• _Dataset entries_
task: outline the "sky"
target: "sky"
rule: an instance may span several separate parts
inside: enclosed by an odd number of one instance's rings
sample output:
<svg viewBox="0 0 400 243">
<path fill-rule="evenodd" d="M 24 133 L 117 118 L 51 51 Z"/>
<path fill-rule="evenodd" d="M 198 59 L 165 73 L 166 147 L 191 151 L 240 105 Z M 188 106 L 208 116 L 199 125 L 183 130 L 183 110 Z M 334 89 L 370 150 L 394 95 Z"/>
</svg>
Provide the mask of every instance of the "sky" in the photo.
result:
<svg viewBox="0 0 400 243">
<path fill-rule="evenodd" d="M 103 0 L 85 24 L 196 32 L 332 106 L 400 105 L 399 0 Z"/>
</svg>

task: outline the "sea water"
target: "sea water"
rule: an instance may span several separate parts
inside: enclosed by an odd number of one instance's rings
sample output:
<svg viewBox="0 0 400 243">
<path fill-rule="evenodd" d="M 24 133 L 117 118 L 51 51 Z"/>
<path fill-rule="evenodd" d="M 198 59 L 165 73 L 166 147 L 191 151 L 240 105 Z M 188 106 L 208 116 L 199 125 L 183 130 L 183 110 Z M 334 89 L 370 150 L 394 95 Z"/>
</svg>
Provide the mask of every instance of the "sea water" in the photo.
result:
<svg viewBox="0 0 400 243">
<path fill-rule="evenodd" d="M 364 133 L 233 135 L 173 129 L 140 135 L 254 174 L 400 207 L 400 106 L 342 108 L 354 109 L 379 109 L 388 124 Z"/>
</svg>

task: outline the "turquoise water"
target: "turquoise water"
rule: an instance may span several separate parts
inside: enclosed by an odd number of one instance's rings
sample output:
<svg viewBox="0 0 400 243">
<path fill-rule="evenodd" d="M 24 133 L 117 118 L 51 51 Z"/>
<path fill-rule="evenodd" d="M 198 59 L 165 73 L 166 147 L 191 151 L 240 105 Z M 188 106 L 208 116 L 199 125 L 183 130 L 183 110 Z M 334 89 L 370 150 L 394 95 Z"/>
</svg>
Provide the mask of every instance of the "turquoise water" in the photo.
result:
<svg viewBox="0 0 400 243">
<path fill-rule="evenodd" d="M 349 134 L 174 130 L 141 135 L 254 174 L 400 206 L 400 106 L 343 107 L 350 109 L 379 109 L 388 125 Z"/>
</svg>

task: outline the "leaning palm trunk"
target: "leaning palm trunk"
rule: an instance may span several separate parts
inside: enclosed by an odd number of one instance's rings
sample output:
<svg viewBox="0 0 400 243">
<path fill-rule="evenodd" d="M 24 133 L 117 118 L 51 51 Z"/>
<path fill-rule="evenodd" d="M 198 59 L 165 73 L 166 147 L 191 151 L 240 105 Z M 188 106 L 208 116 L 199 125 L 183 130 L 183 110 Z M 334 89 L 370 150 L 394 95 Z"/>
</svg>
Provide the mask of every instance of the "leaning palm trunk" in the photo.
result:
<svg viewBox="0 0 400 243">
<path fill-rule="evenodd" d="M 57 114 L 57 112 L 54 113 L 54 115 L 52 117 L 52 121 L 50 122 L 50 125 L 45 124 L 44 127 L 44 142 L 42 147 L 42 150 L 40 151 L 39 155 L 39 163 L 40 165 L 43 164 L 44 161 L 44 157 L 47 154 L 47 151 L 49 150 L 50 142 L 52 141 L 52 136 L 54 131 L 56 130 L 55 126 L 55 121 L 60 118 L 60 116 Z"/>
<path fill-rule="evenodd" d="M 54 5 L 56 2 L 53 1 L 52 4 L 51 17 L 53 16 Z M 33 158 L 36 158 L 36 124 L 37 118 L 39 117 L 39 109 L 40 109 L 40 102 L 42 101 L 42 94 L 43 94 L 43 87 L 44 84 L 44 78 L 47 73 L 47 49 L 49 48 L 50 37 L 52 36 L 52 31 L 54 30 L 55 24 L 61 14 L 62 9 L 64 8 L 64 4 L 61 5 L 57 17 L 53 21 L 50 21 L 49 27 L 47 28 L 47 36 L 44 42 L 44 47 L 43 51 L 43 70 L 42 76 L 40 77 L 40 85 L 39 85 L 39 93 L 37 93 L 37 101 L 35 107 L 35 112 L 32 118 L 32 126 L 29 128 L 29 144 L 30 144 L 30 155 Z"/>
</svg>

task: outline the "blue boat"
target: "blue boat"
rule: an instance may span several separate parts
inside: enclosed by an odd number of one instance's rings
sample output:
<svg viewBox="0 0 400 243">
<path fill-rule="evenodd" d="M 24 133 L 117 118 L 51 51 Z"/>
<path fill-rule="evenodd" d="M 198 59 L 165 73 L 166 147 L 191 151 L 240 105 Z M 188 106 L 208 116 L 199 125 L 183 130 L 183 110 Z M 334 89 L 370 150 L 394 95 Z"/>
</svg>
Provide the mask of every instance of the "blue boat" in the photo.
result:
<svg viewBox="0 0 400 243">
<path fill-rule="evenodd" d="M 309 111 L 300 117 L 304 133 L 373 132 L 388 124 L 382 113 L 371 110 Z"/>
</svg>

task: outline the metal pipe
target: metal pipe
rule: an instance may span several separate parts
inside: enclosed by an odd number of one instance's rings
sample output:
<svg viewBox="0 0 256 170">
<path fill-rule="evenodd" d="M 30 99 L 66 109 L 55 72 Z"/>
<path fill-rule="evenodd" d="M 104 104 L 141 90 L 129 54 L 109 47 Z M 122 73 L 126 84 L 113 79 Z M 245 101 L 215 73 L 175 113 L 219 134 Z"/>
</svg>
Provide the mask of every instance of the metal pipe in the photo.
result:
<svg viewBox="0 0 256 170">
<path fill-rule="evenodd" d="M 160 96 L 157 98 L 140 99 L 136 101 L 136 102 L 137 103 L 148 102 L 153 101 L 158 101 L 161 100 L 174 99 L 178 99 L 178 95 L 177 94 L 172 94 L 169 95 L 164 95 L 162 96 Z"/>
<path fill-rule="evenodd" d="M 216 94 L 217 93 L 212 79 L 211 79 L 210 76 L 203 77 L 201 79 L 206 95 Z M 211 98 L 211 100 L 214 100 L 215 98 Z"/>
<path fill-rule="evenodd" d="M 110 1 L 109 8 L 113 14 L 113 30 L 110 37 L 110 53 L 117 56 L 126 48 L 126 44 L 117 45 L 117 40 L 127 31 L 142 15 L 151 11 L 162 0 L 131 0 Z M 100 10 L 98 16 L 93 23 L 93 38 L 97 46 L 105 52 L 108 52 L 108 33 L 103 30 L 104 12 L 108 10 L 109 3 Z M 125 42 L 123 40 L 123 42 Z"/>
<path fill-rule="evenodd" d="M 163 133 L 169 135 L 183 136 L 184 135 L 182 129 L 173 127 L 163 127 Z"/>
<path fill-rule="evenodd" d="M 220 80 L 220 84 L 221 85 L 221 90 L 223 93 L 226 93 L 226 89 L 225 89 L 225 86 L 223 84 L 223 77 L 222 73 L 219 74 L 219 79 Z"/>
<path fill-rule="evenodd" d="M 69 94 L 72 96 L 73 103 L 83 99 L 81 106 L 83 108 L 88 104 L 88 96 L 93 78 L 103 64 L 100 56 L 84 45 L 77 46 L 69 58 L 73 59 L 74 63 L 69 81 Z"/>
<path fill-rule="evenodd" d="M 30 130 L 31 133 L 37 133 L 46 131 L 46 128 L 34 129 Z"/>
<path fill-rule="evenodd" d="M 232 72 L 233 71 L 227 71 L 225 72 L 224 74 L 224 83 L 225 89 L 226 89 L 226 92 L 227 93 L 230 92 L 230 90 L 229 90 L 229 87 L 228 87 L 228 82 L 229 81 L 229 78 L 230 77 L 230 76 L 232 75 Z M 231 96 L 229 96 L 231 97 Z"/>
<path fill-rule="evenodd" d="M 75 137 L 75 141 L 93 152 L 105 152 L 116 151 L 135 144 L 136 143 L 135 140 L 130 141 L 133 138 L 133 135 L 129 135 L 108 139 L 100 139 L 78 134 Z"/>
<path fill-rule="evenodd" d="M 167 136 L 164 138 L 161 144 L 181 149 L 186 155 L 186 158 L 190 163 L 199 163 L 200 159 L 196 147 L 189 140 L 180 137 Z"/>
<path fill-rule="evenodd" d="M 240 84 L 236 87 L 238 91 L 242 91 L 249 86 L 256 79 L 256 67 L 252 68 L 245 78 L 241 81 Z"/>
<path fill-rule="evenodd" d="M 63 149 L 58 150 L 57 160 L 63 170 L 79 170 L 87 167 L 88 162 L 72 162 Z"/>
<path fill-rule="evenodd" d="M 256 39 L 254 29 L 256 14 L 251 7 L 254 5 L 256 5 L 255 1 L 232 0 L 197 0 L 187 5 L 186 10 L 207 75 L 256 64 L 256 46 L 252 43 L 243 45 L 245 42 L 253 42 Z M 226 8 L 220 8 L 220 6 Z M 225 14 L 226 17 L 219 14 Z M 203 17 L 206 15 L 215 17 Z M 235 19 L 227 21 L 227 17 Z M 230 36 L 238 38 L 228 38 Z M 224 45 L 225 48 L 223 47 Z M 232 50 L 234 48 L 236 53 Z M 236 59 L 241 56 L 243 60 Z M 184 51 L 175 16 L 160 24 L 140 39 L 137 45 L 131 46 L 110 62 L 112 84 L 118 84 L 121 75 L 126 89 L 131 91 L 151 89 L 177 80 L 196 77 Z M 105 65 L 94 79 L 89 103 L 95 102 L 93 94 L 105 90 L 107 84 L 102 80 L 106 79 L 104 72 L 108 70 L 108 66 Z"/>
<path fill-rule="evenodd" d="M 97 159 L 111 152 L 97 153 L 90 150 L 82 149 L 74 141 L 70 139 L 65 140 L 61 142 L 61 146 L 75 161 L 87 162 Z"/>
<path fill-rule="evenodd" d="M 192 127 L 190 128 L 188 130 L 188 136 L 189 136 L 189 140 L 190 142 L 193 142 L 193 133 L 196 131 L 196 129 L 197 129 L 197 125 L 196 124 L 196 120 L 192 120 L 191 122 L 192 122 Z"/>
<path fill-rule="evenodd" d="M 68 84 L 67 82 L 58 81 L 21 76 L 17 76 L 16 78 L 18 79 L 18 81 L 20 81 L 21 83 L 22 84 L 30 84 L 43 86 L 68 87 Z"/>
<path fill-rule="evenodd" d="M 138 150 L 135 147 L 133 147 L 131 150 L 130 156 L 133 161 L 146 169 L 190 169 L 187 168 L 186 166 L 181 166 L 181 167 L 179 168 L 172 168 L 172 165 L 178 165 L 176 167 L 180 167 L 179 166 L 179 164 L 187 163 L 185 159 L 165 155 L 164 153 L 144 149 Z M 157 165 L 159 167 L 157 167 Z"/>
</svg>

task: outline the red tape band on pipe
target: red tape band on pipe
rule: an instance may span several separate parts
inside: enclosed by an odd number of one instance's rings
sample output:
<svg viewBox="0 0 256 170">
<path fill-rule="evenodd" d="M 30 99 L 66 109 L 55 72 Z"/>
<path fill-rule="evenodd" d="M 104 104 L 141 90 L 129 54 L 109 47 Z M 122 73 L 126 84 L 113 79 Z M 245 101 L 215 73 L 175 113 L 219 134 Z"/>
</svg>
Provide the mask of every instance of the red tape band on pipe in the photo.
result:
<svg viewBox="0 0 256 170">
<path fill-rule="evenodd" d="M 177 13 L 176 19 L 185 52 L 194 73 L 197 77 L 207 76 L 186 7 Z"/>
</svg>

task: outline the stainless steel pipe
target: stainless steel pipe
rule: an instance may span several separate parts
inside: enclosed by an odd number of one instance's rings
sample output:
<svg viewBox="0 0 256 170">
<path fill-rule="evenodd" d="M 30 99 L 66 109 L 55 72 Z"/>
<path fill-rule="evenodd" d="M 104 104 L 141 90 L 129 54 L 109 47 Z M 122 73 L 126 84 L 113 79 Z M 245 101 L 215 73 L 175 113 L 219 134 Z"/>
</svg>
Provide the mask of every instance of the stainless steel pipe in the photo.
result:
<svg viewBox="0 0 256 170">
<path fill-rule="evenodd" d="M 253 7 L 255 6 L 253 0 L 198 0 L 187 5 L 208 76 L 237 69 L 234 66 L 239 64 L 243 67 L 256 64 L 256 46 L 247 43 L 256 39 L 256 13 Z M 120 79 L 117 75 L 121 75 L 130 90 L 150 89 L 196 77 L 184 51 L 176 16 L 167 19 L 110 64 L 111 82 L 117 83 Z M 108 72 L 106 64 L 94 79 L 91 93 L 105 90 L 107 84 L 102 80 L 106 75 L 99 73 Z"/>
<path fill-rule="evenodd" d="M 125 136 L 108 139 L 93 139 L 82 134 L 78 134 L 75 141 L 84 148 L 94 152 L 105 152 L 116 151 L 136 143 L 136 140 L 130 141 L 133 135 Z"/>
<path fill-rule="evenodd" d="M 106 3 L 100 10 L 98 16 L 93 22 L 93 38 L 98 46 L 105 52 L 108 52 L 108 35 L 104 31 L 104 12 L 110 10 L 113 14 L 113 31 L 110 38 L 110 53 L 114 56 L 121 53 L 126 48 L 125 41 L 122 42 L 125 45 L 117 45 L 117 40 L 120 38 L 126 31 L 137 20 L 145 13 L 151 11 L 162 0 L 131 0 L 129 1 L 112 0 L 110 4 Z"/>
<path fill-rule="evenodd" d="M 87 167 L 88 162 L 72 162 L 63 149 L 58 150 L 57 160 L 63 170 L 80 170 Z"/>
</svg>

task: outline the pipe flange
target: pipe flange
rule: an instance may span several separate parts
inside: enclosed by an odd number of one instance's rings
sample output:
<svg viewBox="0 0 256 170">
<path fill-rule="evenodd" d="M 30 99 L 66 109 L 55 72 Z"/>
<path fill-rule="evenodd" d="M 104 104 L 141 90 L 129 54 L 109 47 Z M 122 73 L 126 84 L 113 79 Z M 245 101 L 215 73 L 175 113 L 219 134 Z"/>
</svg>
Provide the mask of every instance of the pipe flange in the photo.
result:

• _Short task_
Pull out every line of the material above that contains the string "metal", and copy each one in its original order.

• _Answer to this exercise_
task: outline the metal pipe
target: metal pipe
Provide the mask of every instance of the metal pipe in the photo.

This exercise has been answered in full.